> _Task_:
When you repeat the listing below, keep every word exactly and leave out each picture.

════════════════

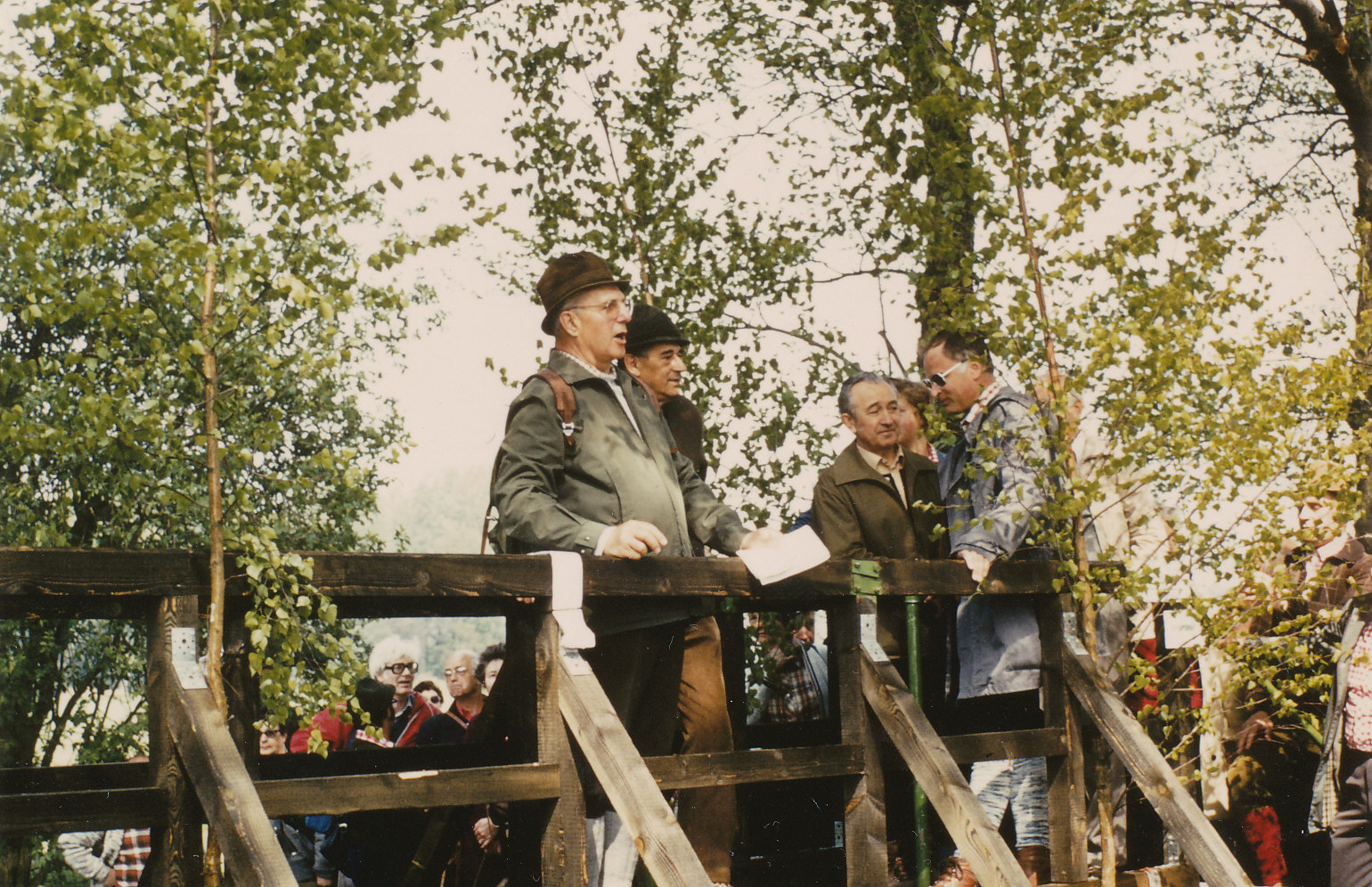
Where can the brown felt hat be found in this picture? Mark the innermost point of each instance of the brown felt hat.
(569, 274)
(652, 327)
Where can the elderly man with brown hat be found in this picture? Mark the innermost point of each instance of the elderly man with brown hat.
(656, 357)
(608, 482)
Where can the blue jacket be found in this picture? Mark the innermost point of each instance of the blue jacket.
(995, 483)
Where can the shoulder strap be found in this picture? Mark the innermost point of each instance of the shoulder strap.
(563, 396)
(566, 402)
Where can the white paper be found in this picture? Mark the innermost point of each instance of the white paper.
(868, 632)
(793, 553)
(567, 599)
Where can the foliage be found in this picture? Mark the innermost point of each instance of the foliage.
(109, 113)
(772, 169)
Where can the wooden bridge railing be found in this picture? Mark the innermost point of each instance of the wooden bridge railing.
(205, 768)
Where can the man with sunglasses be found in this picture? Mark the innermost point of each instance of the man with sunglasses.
(993, 484)
(605, 479)
(394, 661)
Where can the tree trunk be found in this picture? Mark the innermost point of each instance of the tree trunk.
(1342, 59)
(951, 175)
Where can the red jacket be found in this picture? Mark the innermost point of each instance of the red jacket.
(337, 731)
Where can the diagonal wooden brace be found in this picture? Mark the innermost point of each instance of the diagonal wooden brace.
(1204, 848)
(935, 769)
(251, 851)
(627, 783)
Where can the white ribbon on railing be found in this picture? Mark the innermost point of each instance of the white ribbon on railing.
(567, 599)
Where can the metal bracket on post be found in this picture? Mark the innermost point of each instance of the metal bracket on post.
(866, 583)
(184, 660)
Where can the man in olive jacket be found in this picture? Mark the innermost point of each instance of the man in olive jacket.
(879, 500)
(859, 510)
(615, 488)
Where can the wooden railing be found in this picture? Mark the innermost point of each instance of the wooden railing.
(205, 768)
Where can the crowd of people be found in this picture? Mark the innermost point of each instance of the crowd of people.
(604, 455)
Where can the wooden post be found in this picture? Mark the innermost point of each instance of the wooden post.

════════════════

> _Response_:
Where can the brown felt hat be found in this picture? Mark the innermost point of each instance of the brown felt hat.
(569, 274)
(652, 327)
Where can the elderly man with brown hat be found in this picture? Mark the innermost point of each instance of the elderly man with brown hat.
(656, 357)
(608, 482)
Where can the blue jacket be found in this picture? Mark the innermost point of each instance of the blue jacket.
(995, 483)
Where can the shoulder strap be found in this picture? Mark the innermost point of each instance of the shoulder strap.
(563, 396)
(566, 402)
Where can the white paper be found in this picture? Mark the innermost point of each instance of the white paper.
(868, 632)
(793, 553)
(567, 599)
Where can the foliage be found in this picture? Mark the innermost point of each instance of the foliage.
(109, 113)
(772, 169)
Where can the wooden bridge railing be found in this picture? Mark the innermost point of each instance of the wooden bridge railing.
(205, 768)
Where can the man with sunglasses be found in this picture? Mark the innermost point of each instance of the man with sunglasses.
(993, 484)
(605, 479)
(394, 661)
Where can the tree trunk be found in this picture? Mark the innermost point of each instance of the tree trunk.
(1342, 59)
(951, 175)
Where can the red jacket be found in this picture? Mark the innermost point of each instance of the red jacket.
(337, 731)
Where can the diagonal wooden brace be found in this picture? Mark the innermost point of each instance of the diagonal wooden brace.
(1204, 848)
(935, 769)
(251, 851)
(627, 783)
Where can the white ribbon on railing be found in this picture? Mark the innermost point of each instance of the white ribbon on railing.
(567, 599)
Where can the metal bracket on post be found in this picture? Mark the innermost point of each instance of the metal bracket on post.
(866, 583)
(184, 660)
Where can the man in olive jacket be found in this picture? Mark the innermost point of each instance of the man in olive jacket.
(879, 500)
(859, 510)
(615, 488)
Where can the wooden railing be found in this picture? Mark the innermost point of each instance of the wooden railing.
(205, 768)
Where can the crowd of people be found in this picture? Mark the innermost point of each instance of the crowd of people.
(604, 455)
Where can the wooden post be found in this picture? Mark the innermost point of each instance of the wooden post.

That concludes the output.